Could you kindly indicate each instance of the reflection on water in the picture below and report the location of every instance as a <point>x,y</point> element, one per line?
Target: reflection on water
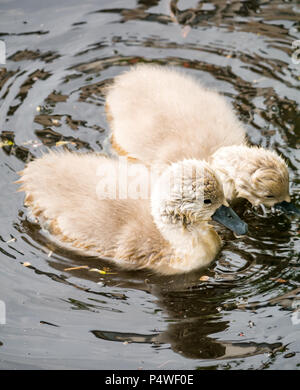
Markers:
<point>60,58</point>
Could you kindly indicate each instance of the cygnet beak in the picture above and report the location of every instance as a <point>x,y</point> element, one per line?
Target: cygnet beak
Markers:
<point>287,207</point>
<point>227,217</point>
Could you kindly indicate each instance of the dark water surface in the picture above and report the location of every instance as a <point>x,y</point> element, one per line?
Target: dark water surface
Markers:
<point>60,55</point>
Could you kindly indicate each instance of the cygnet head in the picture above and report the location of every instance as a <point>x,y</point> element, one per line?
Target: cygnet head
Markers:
<point>186,195</point>
<point>257,174</point>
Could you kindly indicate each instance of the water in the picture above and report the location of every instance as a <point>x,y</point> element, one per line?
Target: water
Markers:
<point>60,56</point>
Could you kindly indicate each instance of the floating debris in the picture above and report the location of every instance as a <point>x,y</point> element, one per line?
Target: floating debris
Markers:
<point>79,267</point>
<point>11,240</point>
<point>279,280</point>
<point>60,143</point>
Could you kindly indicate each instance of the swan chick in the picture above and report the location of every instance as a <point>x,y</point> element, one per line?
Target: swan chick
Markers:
<point>168,233</point>
<point>162,115</point>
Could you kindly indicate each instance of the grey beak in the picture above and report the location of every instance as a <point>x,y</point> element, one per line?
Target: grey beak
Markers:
<point>287,207</point>
<point>227,217</point>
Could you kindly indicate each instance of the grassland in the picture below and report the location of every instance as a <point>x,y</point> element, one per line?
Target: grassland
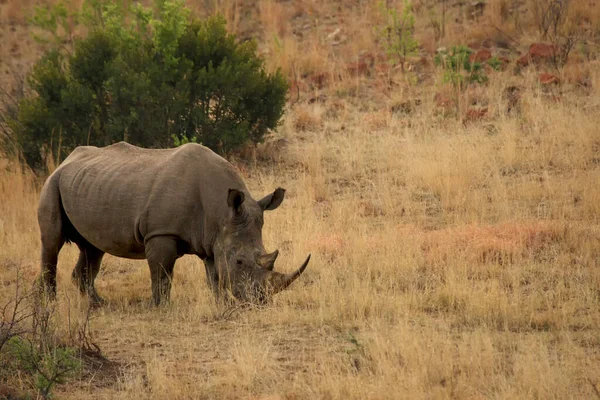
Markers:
<point>451,258</point>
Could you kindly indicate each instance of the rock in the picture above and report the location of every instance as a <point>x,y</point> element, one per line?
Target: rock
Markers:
<point>512,96</point>
<point>548,79</point>
<point>481,55</point>
<point>357,68</point>
<point>319,79</point>
<point>476,9</point>
<point>539,53</point>
<point>474,114</point>
<point>444,102</point>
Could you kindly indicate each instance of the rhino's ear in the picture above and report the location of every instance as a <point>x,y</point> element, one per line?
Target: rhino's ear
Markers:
<point>273,200</point>
<point>235,199</point>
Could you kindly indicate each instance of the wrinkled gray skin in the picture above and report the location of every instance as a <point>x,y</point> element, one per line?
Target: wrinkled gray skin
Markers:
<point>158,205</point>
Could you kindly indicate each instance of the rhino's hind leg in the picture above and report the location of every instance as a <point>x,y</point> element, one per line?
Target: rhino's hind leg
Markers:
<point>161,253</point>
<point>86,270</point>
<point>50,220</point>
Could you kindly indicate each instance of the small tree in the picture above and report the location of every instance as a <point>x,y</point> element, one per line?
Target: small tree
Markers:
<point>153,77</point>
<point>397,33</point>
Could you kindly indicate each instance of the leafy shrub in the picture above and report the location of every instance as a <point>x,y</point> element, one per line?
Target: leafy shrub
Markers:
<point>47,366</point>
<point>459,70</point>
<point>397,34</point>
<point>152,77</point>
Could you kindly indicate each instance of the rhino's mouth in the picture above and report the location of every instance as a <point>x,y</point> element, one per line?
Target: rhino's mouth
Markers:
<point>259,287</point>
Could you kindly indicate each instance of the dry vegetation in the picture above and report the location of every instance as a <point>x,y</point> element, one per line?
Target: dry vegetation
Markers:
<point>451,258</point>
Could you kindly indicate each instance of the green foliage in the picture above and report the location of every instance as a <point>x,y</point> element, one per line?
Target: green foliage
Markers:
<point>48,366</point>
<point>153,77</point>
<point>459,70</point>
<point>180,141</point>
<point>397,34</point>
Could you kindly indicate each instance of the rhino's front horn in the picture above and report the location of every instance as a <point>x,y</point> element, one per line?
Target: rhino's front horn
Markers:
<point>280,282</point>
<point>268,260</point>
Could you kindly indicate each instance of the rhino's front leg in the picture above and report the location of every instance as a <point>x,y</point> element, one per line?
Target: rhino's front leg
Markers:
<point>212,276</point>
<point>161,253</point>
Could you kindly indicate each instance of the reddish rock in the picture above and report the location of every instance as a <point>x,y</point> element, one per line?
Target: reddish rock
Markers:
<point>539,53</point>
<point>443,101</point>
<point>357,68</point>
<point>548,79</point>
<point>319,79</point>
<point>481,55</point>
<point>367,58</point>
<point>474,114</point>
<point>504,62</point>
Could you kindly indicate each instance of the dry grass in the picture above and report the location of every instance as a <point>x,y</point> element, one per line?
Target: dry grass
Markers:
<point>450,260</point>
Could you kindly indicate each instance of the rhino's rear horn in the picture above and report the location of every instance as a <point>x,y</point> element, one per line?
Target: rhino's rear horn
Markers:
<point>282,281</point>
<point>268,260</point>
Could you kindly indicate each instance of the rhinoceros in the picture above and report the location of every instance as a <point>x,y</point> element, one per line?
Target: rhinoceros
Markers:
<point>158,205</point>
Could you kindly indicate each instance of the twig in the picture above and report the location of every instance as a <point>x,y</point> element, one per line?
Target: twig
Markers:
<point>296,82</point>
<point>594,387</point>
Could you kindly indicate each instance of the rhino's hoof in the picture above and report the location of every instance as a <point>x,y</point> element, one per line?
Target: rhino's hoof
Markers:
<point>96,301</point>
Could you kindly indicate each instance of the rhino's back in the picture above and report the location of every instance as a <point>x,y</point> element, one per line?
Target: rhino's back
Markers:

- **OBJECTIVE**
Turn every line in the rows above into a numbered list, skipping any blank lines. Leave the pictures out of your answer.

- **ANSWER TO THIS PROBLEM**
1. Could you kindly indicate each instance of the reflection on water in the picture below and report the location of every instance as a <point>x,y</point> element, one per line?
2. Target: reflection on water
3. Markers:
4. <point>60,58</point>
5. Could you kindly indicate each instance of the cygnet beak in the picture above and report the location of every instance as a <point>x,y</point> element, one per line?
6. Target: cygnet beak
7. Markers:
8. <point>287,207</point>
9. <point>227,217</point>
10. Could you kindly indicate each instance of the dark water surface in the picture above and report the location of every instance as a <point>x,y</point> element, one per line?
11. Target: dark water surface
12. Markers:
13. <point>60,55</point>
14. Could you kindly indicate each instance of the cygnet head in the picture above and report the location of every instance as a <point>x,y</point> element, one per line?
15. Target: cygnet head
16. Markers:
17. <point>186,195</point>
18. <point>257,174</point>
19. Could you kindly indicate each instance of the water in the picture above and report the location of every instance as a <point>x,y</point> element, one per line?
20. Target: water
21. Markers:
22. <point>60,56</point>
23. Could you kindly indicate each instance of the floating debris in the picture above and report the location of every instance as a <point>x,y</point> element, one per line?
24. Target: floating debris
25. Markers:
26. <point>79,267</point>
27. <point>11,240</point>
28. <point>279,280</point>
29. <point>60,143</point>
30. Could you kindly indicate each instance of the swan chick in the picture above and report the location of every instance as a <point>x,y</point> element, one per line?
31. Target: swan chick
32. Markers:
33. <point>168,233</point>
34. <point>162,115</point>
35. Could you kindly indicate each instance of the grey beak in the picture above and report the location of every instance as a <point>x,y</point> element, one per line?
36. Target: grey beak
37. Markers:
38. <point>287,207</point>
39. <point>227,217</point>
40. Could you kindly indicate each instance of the grassland in the picture below and report the location of every instance as a <point>x,y</point> element, one per line?
41. Target: grassland
42. Markers:
43. <point>451,258</point>
44. Could you kindly indicate each instance of the rock in the picture above and report the location of every instance as a <point>x,y</point> element, one per line?
45. Target: rock
46. Markers:
47. <point>512,96</point>
48. <point>548,79</point>
49. <point>481,55</point>
50. <point>357,68</point>
51. <point>319,79</point>
52. <point>476,9</point>
53. <point>539,53</point>
54. <point>474,114</point>
55. <point>444,102</point>
56. Could you kindly indicate each instance of the rhino's ear in the picture above and report the location of every instance as a <point>x,y</point> element, one per line?
57. Target: rhino's ear
58. Markers:
59. <point>273,200</point>
60. <point>235,199</point>
61. Could you kindly indicate each instance of the wrinkled gray skin in the picture above and report the location of every instance as a <point>x,y</point> element, one per line?
62. Target: wrinkled gray skin
63. Markers:
64. <point>158,205</point>
65. Could you kindly indicate each instance of the rhino's hind leg in the picture above and report the location of every instance as a <point>x,y</point> element, one per line?
66. Target: rhino's hind leg
67. Markers:
68. <point>161,253</point>
69. <point>86,270</point>
70. <point>50,220</point>
71. Could you kindly indicate each instance of the small tree in the picture above and report the location of every instance as a <point>x,y</point> element, one per line?
72. Target: small tree
73. Markers:
74. <point>153,77</point>
75. <point>397,33</point>
76. Could you kindly indicate each instance of the leafy shrub in the picture above and report the location of every instance as a <point>x,y</point> element, one per line?
77. Target: leafy shrub
78. Markers:
79. <point>47,366</point>
80. <point>459,70</point>
81. <point>397,34</point>
82. <point>152,77</point>
83. Could you kindly indicate each instance of the rhino's mouth in the picture above and report the location of every instance as a <point>x,y</point> element, one per line?
84. Target: rhino's mouth
85. Markers:
86. <point>259,287</point>
87. Could you kindly indicate each instance of the dry vegetation in the picture above and report the location of every instance as a <point>x,y</point> element, one per line?
88. Target: dry vegetation
89. Markers:
90. <point>451,258</point>
91. Could you kindly indicate each instance of the green foliage in the picture above and report the location of every instance as a <point>x,y</point> element, one per line?
92. Target: green foliage
93. Markers:
94. <point>48,366</point>
95. <point>153,77</point>
96. <point>459,70</point>
97. <point>180,141</point>
98. <point>397,34</point>
99. Could you kindly indicate each instance of the rhino's front horn in the picture above and report the location of every instance as a <point>x,y</point> element, one per line?
100. Target: rhino's front horn
101. Markers:
102. <point>280,282</point>
103. <point>268,260</point>
104. Could you kindly indicate each instance of the rhino's front leg in the picture above and report the location of every instance as a <point>x,y</point> element, one per line?
105. Target: rhino's front leg
106. Markers:
107. <point>212,276</point>
108. <point>161,253</point>
109. Could you kindly indicate each instance of the reddish rock in the picture above and report the location of every instance as a <point>x,y</point> element, one per line?
110. Target: reddish rock
111. Markers:
112. <point>539,53</point>
113. <point>443,101</point>
114. <point>357,68</point>
115. <point>548,79</point>
116. <point>319,79</point>
117. <point>481,55</point>
118. <point>367,58</point>
119. <point>474,114</point>
120. <point>504,62</point>
121. Could you kindly indicate each instance of the dry grass in the picture above and report the location of every instance as a <point>x,y</point> element, one per line?
122. Target: dry grass
123. Markers:
124. <point>450,260</point>
125. Could you kindly indicate each instance of the rhino's rear horn in the picture above and report the location of every instance as a <point>x,y</point> element, one per line?
126. Target: rhino's rear horn
127. Markers:
128. <point>282,281</point>
129. <point>268,260</point>
130. Could you kindly indicate each instance of the rhinoceros in the picture above and report the location of every instance as a <point>x,y</point> element, one per line?
131. Target: rhinoceros
132. Markers:
133. <point>158,205</point>
134. Could you kindly indicate each instance of the twig in the picture above and report the location of every instance as a <point>x,y</point> element, one per line?
135. Target: twig
136. Markers:
137. <point>296,82</point>
138. <point>594,387</point>
139. Could you kindly indicate each instance of the rhino's hoof in the picture above and report the location of every instance as a <point>x,y</point> element, one per line?
140. Target: rhino's hoof
141. Markers:
142. <point>96,301</point>
143. Could you kindly indicate each instance of the rhino's back in the picture above and report the location of every instance as a <point>x,y</point> element, one per line?
144. Target: rhino's back
145. Markers:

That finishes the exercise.